Provided passage ::
We also identified genes involved in RNA processing.
Trans-splicing, which involves the addition of a short leader sequence to the 5′-end of mRNA, is an essential step in the maturation of most mRNAs in nematodes and several other invertebrates and protozoa (reviewed in
[70]). Our analysis identified the
B. malayi orthologs of two known components (SL30p and SL95p) required for
in vitro RNA
trans-splicing in embryonic lysates from the human nematode
Ascaris lumbricoides [71]. Recently, orthologs of these two genes in
C. elegans (
sut-1 and
sna-2 respectively) have also been implicated in RNA
trans-splicing
[72]. Additionally, we identified an ortholog of
C. elegans ego-1, which belongs to a family of RNA-directed RNA polymerases.

Information supplied ::

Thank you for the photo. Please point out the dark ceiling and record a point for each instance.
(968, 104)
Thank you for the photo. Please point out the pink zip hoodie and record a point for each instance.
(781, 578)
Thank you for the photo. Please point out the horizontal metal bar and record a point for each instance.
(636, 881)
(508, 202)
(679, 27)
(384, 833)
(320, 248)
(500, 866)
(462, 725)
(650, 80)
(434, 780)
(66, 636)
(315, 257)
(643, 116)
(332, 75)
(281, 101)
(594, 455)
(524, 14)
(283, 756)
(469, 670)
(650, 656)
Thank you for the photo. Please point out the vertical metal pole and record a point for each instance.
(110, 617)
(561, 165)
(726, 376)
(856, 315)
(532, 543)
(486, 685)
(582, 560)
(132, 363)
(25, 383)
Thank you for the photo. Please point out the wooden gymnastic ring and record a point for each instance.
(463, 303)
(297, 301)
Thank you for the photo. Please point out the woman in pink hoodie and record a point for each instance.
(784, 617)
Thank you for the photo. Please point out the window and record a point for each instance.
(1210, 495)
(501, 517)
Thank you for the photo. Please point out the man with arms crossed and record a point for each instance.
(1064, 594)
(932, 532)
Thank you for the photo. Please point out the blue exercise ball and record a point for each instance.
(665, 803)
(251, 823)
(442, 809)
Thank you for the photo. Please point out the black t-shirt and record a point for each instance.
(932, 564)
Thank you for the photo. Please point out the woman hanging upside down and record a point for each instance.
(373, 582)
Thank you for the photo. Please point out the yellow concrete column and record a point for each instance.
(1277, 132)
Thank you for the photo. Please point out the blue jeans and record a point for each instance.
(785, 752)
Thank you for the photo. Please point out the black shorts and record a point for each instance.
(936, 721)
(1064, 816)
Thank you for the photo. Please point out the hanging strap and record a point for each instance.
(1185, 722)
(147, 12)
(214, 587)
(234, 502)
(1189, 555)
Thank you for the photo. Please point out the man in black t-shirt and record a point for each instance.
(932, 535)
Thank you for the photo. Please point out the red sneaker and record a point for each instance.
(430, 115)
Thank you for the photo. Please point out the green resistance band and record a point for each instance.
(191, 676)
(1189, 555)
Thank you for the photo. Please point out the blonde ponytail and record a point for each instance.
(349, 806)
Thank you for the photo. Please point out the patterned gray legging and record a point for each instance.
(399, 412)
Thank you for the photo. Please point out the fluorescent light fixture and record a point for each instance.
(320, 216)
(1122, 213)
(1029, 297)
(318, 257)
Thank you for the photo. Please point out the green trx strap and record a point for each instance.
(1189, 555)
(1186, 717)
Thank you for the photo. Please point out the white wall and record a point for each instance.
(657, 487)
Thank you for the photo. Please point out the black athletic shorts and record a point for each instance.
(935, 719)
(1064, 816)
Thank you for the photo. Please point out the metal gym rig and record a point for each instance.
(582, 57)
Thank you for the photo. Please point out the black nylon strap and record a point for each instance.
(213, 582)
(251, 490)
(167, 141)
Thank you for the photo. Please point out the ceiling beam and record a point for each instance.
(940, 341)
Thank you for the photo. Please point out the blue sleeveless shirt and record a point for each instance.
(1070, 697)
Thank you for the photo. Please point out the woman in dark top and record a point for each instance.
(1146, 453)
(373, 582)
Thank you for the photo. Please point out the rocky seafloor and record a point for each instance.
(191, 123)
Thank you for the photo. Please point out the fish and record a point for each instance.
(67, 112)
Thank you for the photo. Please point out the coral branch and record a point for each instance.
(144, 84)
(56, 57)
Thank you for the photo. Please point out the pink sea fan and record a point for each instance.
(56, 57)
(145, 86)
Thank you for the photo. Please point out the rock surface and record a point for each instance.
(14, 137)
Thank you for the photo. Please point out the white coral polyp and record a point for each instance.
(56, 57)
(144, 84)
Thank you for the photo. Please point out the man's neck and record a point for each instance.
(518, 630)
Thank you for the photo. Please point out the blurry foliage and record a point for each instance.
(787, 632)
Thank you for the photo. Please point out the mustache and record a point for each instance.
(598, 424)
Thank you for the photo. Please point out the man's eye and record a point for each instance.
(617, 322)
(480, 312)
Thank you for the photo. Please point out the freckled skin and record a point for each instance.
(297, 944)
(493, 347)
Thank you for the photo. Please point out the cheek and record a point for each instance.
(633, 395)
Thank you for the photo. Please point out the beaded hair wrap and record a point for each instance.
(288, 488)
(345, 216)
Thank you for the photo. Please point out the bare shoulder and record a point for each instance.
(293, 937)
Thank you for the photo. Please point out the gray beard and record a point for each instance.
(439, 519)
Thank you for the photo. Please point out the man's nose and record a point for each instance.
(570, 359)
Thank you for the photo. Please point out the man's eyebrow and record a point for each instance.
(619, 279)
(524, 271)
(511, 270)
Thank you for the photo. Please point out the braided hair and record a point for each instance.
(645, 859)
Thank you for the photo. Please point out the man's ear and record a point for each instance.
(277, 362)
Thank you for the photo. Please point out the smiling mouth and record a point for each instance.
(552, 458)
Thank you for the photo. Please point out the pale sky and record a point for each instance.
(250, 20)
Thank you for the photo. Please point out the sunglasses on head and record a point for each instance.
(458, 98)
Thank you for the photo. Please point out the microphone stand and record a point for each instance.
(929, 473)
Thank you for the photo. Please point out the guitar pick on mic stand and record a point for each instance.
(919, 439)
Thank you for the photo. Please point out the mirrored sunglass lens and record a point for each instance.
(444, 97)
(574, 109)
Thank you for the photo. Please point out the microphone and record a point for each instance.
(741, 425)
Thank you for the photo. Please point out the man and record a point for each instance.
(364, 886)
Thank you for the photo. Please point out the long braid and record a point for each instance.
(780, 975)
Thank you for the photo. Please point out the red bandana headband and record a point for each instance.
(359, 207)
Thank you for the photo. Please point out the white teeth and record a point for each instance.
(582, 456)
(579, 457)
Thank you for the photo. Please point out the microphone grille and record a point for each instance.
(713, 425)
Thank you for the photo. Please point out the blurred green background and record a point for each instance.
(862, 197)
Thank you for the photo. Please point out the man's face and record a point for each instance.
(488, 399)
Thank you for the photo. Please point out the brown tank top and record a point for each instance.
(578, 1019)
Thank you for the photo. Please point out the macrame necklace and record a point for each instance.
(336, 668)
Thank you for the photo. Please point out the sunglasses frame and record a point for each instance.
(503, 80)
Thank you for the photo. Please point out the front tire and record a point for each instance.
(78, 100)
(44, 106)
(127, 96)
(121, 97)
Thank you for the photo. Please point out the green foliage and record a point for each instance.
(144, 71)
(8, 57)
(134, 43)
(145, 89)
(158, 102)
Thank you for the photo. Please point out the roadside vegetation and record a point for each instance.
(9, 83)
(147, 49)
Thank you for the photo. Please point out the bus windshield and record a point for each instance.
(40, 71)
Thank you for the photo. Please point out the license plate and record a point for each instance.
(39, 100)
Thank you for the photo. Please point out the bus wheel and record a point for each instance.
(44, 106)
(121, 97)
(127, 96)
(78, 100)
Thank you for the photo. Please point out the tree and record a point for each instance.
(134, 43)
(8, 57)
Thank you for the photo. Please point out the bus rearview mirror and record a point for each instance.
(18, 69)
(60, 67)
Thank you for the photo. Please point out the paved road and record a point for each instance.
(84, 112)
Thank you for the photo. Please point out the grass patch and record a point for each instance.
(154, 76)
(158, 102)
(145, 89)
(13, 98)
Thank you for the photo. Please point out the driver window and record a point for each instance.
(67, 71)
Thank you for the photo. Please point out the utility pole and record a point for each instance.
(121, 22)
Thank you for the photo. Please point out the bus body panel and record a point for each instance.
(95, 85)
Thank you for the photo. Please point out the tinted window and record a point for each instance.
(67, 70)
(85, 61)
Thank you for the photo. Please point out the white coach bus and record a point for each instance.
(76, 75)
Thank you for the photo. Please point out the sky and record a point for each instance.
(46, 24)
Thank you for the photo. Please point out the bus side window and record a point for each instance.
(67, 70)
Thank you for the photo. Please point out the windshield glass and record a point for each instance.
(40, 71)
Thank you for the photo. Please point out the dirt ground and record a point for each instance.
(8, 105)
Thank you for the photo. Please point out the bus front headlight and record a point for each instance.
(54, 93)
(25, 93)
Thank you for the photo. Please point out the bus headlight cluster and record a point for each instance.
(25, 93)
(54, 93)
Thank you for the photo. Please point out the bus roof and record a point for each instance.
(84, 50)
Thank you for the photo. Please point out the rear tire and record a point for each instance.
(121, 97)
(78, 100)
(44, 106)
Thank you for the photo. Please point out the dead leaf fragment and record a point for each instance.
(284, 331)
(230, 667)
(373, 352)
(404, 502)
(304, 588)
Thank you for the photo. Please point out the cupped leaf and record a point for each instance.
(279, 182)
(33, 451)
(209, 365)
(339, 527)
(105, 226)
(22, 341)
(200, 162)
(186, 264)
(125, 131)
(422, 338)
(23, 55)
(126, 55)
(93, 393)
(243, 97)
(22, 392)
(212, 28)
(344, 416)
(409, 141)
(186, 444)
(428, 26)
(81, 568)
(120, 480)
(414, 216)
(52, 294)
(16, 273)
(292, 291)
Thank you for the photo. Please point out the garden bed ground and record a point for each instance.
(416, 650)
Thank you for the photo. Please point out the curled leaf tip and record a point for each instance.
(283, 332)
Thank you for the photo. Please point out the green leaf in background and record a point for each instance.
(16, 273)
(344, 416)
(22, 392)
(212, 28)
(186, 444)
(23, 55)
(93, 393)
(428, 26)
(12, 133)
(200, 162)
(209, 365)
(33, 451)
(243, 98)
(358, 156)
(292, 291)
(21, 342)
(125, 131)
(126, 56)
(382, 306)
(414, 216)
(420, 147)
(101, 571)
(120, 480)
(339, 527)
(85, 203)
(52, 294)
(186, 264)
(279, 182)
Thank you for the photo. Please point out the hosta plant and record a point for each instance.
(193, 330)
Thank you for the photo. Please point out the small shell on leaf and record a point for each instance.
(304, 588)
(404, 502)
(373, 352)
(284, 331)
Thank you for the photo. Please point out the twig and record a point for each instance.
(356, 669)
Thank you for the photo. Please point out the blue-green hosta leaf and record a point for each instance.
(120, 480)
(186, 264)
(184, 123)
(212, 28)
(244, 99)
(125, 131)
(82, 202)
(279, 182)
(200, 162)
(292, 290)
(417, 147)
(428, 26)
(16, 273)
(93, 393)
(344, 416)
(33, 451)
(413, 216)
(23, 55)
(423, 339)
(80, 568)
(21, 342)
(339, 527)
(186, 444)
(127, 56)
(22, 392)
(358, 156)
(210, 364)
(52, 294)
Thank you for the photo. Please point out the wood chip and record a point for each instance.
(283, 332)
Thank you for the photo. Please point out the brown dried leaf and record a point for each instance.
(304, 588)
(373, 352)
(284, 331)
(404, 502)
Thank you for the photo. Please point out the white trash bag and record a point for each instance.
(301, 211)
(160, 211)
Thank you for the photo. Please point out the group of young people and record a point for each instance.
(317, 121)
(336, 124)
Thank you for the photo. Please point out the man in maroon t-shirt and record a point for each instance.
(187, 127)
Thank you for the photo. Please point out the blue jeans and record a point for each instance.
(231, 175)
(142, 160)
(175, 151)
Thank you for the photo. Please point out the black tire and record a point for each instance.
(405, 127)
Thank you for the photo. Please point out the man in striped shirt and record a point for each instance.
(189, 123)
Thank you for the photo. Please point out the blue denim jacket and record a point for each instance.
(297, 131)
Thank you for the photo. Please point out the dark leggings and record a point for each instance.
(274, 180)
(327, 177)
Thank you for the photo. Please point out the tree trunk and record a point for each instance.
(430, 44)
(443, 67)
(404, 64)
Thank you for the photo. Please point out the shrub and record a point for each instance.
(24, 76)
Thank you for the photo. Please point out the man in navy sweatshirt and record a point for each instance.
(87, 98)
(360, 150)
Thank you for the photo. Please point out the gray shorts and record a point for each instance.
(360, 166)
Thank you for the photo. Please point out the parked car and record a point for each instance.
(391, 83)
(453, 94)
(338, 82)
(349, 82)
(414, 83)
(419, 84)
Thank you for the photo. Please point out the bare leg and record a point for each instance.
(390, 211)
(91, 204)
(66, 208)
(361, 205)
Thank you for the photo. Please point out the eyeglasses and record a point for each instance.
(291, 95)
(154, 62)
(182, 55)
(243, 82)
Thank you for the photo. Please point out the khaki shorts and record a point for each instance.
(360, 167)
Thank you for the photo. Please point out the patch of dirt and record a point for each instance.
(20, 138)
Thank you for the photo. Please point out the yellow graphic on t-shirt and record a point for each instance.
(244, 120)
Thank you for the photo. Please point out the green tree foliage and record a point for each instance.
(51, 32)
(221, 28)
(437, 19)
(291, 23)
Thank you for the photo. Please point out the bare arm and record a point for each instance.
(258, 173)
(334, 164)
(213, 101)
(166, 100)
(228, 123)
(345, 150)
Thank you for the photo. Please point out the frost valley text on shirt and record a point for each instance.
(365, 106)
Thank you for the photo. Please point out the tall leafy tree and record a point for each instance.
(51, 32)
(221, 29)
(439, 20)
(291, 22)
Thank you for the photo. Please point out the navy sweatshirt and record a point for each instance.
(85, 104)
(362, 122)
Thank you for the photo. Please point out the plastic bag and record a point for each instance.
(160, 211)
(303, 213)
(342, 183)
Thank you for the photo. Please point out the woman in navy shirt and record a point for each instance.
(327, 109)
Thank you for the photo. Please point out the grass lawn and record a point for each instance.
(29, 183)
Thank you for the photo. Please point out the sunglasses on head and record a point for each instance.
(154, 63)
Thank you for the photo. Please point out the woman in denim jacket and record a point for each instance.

Work request 1 :: Please edit the stretch from "We also identified" through "RNA-directed RNA polymerases." in the passage on RNA processing genes, putting "embryo extracts" in place of "embryonic lysates".
Work request 2 :: List every organism that the passage on RNA processing genes names by its scientific name.

Reply 1 ::
We also identified genes involved in RNA processing.
Trans-splicing, which involves the addition of a short leader sequence to the 5′-end of mRNA, is an essential step in the maturation of most mRNAs in nematodes and several other invertebrates and protozoa (reviewed in
[70]). Our analysis identified the
B. malayi orthologs of two known components (SL30p and SL95p) required for
in vitro RNA
trans-splicing in embryo extracts from the human nematode
Ascaris lumbricoides [71]. Recently, orthologs of these two genes in
C. elegans (
sut-1 and
sna-2 respectively) have also been implicated in RNA
trans-splicing
[72]. Additionally, we identified an ortholog of
C. elegans ego-1, which belongs to a family of RNA-directed RNA polymerases.

Reply 2 ::
B. malayi
Ascaris lumbricoides
C. elegans